---------- Source data
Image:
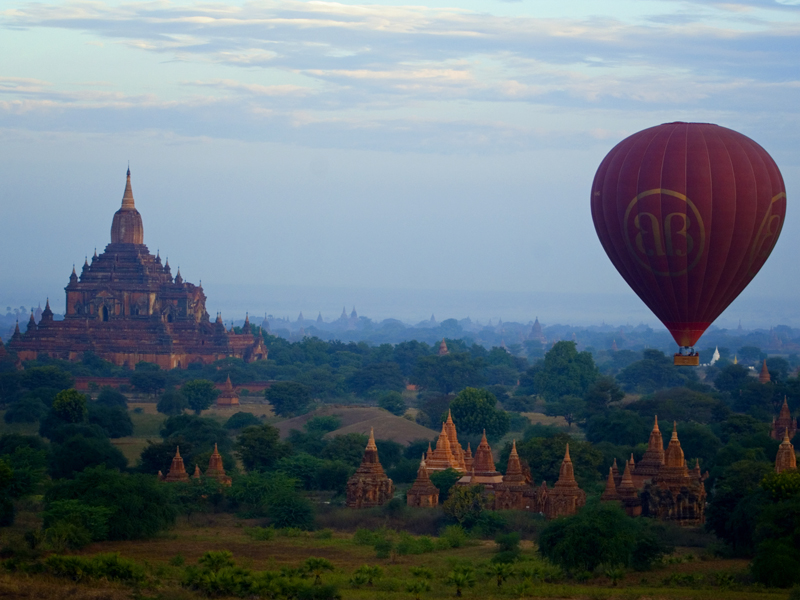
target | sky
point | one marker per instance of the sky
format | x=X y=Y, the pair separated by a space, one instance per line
x=393 y=156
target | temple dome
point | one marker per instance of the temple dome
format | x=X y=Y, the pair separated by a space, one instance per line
x=127 y=228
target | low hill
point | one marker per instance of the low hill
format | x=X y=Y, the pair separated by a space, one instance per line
x=359 y=419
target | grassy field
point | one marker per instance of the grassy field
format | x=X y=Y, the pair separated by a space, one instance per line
x=165 y=558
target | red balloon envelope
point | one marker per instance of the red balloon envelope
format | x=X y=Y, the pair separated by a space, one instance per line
x=688 y=213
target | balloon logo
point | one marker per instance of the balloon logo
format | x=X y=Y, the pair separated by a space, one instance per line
x=688 y=213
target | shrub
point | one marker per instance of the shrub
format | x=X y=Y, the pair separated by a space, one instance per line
x=101 y=566
x=241 y=420
x=261 y=534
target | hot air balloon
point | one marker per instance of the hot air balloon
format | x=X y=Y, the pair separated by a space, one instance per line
x=688 y=213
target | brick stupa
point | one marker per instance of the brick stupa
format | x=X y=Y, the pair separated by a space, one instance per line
x=786 y=459
x=566 y=497
x=177 y=472
x=784 y=423
x=215 y=469
x=653 y=458
x=228 y=395
x=483 y=471
x=423 y=493
x=369 y=486
x=126 y=307
x=675 y=494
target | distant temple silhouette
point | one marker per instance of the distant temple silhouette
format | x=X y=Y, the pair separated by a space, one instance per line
x=126 y=307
--------------------
▶ Task objective
Rewrite all the records above, replacing every "marker" with "dot" and keeping everything else the same. Leave the pictures out.

▶ Response to this task
Image:
target | sky
point | one dot per instance of the sky
format | x=X y=Y, the pair separated by a space, one instance per line
x=393 y=156
target | temple dome
point | one dot per instance of the temple dome
format | x=X y=Y, the pair separated by a space, one instance per line
x=127 y=228
target | low hill
point | one dot per instance of the low hill
format | x=X y=Y, the pair separated by a space, one instance per line
x=359 y=419
target | grassy field
point | one dot per instance of the grassy field
format | x=X y=Y, the pair separated by a space, one instance per line
x=165 y=558
target | red balloon envelope
point | one dot per instance of the red balloon envelope
format | x=X y=Y, the pair separated by a space, one instance per line
x=688 y=213
target | balloon logo
point | one dot per instance of the balloon logo
format | x=X y=Y, the pair separated by a space, one instance per line
x=688 y=213
target | shrub
point | one dot per instance of the shrub
format | x=X y=Y, the pair separated by a space, one instance per line
x=101 y=566
x=241 y=420
x=261 y=534
target | hot air balloon
point | one dot per instance of the hot air balloon
format | x=X y=Y, the pair separated by a space, one instance per line
x=688 y=213
target | brick stupa
point | one dot per instance of the brick stupa
format | x=X y=Y, the pair separated by a space, one instance per line
x=786 y=459
x=566 y=497
x=177 y=472
x=784 y=423
x=215 y=469
x=653 y=458
x=228 y=395
x=483 y=471
x=423 y=493
x=369 y=486
x=126 y=307
x=675 y=494
target | distant temple silhouette
point | one dot per instance of the distant temple silhouette
format | x=X y=Y, the pair separated by a space, one instance per line
x=126 y=307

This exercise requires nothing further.